| Prompt A |
Name every novel in the Game of Thrones piece below by its title. Leave out series titles.

| Text provided |
---

A Game of Thrones explored what fantasy’s nostalgia-tinged conventions might actually produce in a world full of ordinary humans instead of mythic heroes. Dragons weren’t wondrous creatures, they were terrifying super-weapons — a friend at the time called them the ICBMs of the fantasy world. Courtly love and chivalry were the product of a rigid, bigoted hierarchy. Living as royalty in a feudal system meant accepting that all relationships, romantic ones especially, were transactional. And serving an ideal, instead of whoever happened to be in power, could get you killed. It wasn’t that the book was "dark," or even revolutionary, it just shook up a set of tropes that I had spent years rolling my eyes at.

Game of Thrones shook up a genre I generally hated

After finishing it, I knew that I wanted more. I burned through A Clash of Kings and A Storm of Swords, which included some of my favorite sections of the series. It doesn’t come through quite as well in the show, but George R.R. Martin does a great job of conveying the sheer foreignness of Westeros, a world effectively run by children and old men following an archaic moral code. Like many people, though, I quickly internalized the golden rule of A Song of Ice and Fire: if you enjoy reading about a character, their days are probably numbered.

Game of Thrones

For a while, this risk genuinely made the series more interesting. But as I neared the end of the third book, it started to feel more like a required Song of Ice and Fire flourish than a useful narrative tool. Ironically, the tipping point was George R.R. Martin killing off perhaps the books’ most loathsome character. In a stand-alone story, it would have been shocking and satisfying. But all I could think about was the fact that I wasn’t even halfway through the series, and one of its biggest personalities was gone.

---

| Data records |
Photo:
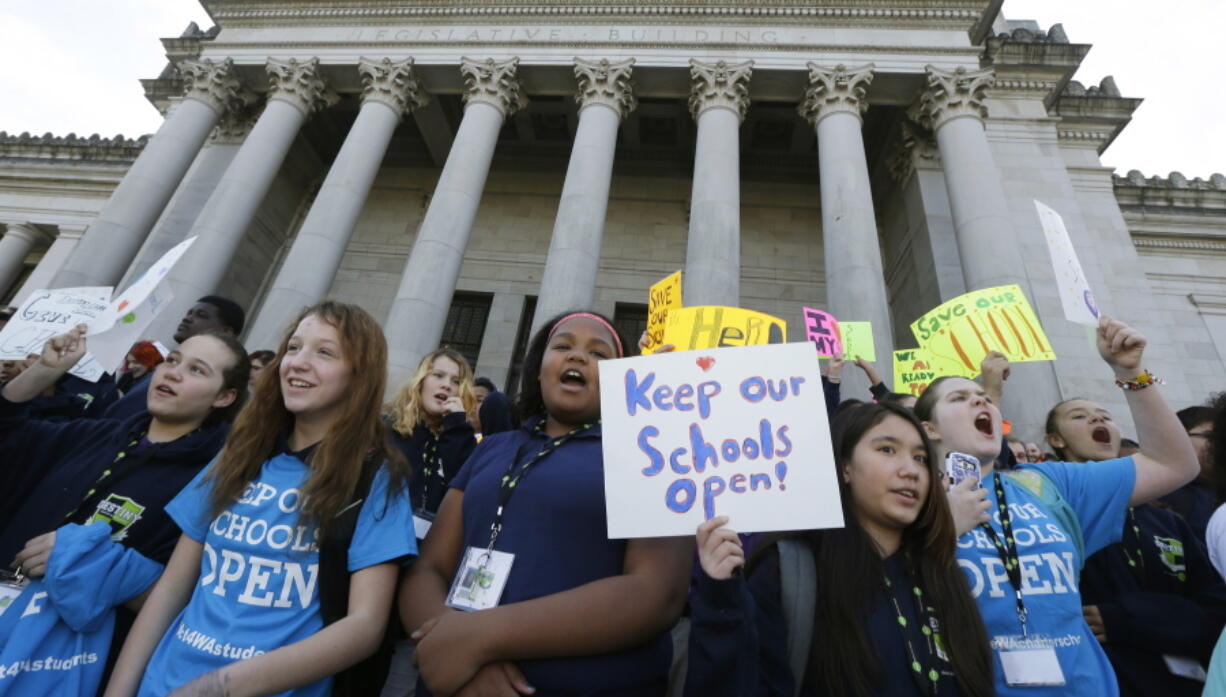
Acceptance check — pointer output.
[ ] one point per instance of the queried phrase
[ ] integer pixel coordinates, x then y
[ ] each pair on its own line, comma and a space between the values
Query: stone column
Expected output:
53, 260
834, 102
194, 191
719, 99
953, 109
415, 325
296, 91
129, 214
606, 96
390, 91
16, 244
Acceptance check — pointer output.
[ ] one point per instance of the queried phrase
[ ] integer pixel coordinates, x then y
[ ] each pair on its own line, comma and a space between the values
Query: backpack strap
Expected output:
1050, 496
334, 549
798, 591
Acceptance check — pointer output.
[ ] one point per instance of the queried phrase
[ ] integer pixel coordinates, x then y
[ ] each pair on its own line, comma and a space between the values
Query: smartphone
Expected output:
960, 466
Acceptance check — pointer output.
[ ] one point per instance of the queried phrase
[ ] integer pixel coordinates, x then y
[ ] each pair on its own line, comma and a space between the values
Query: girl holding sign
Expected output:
520, 548
256, 598
890, 611
1024, 564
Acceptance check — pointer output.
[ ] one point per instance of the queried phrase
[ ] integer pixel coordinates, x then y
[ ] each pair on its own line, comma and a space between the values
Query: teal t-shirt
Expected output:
258, 588
1099, 494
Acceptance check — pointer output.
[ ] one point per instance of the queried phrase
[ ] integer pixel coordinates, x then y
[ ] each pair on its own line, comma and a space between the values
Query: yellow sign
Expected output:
710, 326
915, 369
858, 341
964, 330
661, 298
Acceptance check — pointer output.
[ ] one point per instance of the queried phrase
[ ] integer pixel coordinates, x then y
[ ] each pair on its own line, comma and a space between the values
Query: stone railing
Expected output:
1175, 180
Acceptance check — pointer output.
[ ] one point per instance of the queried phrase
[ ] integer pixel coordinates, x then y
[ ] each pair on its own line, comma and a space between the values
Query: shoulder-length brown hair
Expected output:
406, 409
851, 571
357, 434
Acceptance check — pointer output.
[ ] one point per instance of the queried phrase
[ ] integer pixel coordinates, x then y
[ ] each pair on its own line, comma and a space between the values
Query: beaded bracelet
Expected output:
1142, 381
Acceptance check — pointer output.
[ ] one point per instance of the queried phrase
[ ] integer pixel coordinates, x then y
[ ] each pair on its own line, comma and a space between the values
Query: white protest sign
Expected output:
1075, 295
733, 431
124, 308
49, 312
112, 346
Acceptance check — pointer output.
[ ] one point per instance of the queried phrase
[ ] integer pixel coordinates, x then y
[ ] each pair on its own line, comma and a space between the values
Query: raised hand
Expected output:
969, 505
61, 352
719, 549
1121, 347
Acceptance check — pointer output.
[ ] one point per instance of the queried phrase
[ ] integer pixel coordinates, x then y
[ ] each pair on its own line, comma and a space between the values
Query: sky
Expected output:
74, 66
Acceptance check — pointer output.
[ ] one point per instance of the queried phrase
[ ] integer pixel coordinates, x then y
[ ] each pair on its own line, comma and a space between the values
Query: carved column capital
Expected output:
234, 126
835, 90
493, 82
213, 83
299, 85
953, 94
27, 232
391, 83
719, 85
913, 147
603, 82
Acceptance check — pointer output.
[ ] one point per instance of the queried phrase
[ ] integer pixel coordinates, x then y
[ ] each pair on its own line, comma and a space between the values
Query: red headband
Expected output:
617, 339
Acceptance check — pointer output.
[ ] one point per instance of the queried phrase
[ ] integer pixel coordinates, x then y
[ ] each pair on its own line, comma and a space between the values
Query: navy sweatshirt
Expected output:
456, 442
1148, 610
48, 468
738, 637
133, 403
1195, 501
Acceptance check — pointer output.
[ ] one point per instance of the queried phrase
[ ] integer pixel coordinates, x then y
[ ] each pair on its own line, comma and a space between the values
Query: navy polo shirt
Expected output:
555, 527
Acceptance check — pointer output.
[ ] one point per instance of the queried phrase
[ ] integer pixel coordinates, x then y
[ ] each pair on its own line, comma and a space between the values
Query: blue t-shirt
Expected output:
258, 587
1099, 494
555, 527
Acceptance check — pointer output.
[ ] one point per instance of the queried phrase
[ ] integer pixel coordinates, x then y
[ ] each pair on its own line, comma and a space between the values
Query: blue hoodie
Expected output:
55, 637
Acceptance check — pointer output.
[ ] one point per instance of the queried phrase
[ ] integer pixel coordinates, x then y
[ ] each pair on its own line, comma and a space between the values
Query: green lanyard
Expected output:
1138, 562
927, 678
107, 477
515, 474
430, 466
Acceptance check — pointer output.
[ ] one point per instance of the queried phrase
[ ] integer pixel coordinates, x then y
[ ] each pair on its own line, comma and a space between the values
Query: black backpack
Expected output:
368, 676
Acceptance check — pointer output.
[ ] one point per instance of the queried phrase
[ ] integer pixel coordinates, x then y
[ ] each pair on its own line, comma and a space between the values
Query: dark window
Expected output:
521, 347
630, 319
466, 324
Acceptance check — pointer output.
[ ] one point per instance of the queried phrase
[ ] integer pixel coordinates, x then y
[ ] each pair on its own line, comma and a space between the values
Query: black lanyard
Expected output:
1008, 549
515, 474
107, 477
927, 676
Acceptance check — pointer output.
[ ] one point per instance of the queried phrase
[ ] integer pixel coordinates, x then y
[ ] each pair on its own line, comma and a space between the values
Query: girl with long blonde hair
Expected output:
240, 608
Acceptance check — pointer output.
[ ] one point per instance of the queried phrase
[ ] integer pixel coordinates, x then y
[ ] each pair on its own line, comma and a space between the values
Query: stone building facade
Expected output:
465, 170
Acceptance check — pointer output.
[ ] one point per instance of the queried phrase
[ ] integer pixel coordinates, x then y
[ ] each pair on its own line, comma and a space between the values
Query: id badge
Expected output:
479, 581
421, 527
1184, 666
10, 589
1031, 668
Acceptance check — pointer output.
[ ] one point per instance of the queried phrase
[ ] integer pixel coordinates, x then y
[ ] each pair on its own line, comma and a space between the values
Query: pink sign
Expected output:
822, 328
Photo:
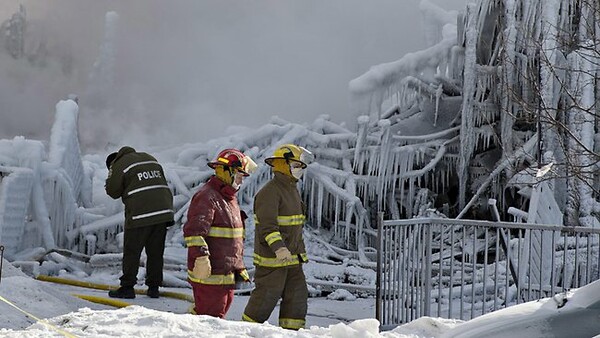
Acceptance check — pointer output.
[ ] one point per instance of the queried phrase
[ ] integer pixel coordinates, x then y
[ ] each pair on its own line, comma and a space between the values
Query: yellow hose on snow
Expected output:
102, 300
89, 285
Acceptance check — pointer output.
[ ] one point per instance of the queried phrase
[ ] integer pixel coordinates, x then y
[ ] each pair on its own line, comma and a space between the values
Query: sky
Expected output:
210, 63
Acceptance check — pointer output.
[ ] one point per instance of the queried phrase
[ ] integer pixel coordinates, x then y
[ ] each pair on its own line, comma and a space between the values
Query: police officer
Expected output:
278, 244
139, 180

---

| Prompt B |
Pull out every line of the records above that contains the string "yellow". Case counts.

| Task response A |
A Game of Thrones
A Clash of Kings
A Storm of Swords

| Task response B |
Query: yellow sign
Query: yellow hose on snow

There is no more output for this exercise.